WHAT YOU WILL DO: Extract each line from the entries below that has the string "arch" in it.

DATA FOR REVIEW:
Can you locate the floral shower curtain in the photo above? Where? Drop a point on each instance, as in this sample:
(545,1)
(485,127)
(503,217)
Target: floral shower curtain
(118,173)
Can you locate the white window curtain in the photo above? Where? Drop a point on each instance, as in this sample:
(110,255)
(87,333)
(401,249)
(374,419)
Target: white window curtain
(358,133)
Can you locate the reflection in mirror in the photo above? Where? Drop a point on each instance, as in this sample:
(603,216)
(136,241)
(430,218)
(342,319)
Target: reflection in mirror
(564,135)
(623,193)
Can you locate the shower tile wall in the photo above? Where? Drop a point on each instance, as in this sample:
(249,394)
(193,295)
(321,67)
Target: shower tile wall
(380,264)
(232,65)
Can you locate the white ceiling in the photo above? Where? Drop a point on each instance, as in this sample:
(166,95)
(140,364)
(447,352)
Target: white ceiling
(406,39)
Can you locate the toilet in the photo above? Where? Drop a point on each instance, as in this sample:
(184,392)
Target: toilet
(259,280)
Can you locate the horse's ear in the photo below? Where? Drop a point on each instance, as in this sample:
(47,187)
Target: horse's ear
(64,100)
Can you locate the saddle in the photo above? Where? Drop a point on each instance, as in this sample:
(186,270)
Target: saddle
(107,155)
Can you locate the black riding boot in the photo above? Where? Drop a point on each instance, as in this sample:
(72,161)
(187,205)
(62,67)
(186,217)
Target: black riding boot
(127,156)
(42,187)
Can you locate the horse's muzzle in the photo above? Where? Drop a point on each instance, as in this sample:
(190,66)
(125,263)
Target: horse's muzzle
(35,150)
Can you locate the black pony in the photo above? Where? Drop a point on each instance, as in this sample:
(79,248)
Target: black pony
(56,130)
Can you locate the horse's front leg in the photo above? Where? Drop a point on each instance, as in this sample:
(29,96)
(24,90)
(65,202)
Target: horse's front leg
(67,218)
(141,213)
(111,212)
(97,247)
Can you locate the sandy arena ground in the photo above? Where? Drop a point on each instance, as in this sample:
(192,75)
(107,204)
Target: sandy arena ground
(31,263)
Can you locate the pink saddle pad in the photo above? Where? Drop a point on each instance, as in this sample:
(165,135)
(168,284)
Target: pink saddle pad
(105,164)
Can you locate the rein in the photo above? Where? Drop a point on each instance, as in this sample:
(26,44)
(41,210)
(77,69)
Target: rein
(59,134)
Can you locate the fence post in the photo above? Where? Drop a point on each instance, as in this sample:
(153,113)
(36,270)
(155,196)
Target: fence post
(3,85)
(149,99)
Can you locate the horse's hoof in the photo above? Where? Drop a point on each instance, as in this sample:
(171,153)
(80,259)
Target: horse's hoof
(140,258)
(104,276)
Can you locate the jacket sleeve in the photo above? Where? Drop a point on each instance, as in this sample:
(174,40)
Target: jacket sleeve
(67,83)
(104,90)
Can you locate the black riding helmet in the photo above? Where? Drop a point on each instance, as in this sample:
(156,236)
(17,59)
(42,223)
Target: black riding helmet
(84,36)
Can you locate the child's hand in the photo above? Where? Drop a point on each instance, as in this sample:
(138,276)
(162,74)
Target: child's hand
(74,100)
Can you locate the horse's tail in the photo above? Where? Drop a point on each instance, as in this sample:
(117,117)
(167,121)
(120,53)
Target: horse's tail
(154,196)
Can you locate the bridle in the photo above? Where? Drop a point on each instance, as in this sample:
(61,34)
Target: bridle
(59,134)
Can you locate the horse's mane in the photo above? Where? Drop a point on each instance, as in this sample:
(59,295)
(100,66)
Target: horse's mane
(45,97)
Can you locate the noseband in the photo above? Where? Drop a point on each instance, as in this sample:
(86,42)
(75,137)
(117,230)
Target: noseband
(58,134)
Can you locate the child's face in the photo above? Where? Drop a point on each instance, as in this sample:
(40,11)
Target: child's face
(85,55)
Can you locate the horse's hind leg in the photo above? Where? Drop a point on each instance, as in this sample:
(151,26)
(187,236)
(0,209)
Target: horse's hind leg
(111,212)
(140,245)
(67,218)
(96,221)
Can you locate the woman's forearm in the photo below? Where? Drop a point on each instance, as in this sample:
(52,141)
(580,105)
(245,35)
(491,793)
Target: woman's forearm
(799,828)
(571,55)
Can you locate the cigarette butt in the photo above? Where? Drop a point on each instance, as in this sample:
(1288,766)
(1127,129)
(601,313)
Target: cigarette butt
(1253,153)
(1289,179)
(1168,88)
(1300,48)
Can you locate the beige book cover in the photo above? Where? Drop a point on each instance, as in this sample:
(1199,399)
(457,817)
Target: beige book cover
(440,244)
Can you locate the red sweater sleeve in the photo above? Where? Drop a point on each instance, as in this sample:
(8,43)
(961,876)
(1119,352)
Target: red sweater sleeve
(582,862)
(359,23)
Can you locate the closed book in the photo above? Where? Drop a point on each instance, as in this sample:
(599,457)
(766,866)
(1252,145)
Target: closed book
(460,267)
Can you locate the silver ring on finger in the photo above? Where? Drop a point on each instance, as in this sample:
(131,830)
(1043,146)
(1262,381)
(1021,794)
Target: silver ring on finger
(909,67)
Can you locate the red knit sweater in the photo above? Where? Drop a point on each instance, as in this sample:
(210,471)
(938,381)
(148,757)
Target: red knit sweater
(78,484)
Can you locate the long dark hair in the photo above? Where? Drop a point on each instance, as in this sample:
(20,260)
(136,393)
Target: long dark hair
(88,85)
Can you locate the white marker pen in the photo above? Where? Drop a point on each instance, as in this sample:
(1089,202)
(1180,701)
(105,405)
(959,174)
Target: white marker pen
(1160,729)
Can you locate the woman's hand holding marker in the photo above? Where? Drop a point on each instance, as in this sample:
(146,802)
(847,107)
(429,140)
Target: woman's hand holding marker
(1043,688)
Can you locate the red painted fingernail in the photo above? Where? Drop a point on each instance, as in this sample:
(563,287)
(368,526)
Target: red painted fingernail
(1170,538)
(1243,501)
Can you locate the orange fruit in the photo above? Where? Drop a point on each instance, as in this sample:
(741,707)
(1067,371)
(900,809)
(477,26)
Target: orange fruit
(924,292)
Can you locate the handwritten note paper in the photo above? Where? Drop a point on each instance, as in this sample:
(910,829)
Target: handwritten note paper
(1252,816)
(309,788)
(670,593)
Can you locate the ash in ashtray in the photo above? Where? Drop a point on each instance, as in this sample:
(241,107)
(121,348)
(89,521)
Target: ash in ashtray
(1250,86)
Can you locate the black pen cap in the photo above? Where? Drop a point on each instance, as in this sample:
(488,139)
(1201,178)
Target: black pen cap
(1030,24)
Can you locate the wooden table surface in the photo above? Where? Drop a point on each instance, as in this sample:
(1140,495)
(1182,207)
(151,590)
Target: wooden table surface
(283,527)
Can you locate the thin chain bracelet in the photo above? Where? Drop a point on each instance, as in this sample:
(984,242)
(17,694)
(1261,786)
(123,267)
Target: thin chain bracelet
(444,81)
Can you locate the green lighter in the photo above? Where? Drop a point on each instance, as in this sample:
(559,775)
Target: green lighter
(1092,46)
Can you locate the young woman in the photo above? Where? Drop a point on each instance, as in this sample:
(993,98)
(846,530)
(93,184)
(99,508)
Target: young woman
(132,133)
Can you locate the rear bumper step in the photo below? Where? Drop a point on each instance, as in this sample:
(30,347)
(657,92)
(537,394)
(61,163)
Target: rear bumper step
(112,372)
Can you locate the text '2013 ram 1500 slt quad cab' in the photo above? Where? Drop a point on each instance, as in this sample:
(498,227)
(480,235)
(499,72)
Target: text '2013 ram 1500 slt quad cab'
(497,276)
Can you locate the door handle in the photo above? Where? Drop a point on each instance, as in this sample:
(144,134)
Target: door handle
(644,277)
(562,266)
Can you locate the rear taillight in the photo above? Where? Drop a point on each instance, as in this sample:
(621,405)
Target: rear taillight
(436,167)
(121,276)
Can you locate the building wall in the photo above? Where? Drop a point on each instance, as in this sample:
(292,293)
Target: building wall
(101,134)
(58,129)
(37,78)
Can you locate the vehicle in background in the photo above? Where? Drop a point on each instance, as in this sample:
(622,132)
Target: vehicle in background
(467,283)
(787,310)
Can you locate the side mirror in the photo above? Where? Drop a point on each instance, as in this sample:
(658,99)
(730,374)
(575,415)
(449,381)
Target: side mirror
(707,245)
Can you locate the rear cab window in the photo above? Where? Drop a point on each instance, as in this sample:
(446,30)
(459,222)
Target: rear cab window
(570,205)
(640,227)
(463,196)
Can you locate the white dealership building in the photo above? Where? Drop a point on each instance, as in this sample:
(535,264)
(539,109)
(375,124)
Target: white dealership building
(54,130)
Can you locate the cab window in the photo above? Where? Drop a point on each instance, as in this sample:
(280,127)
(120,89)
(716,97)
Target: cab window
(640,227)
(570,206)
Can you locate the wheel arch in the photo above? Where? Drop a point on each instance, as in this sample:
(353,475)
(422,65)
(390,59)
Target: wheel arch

OUTPUT OF THE TASK:
Can you locate the wheel arch in the photo above? Where? Drop a point on each instance, as in this sample:
Target: wheel arch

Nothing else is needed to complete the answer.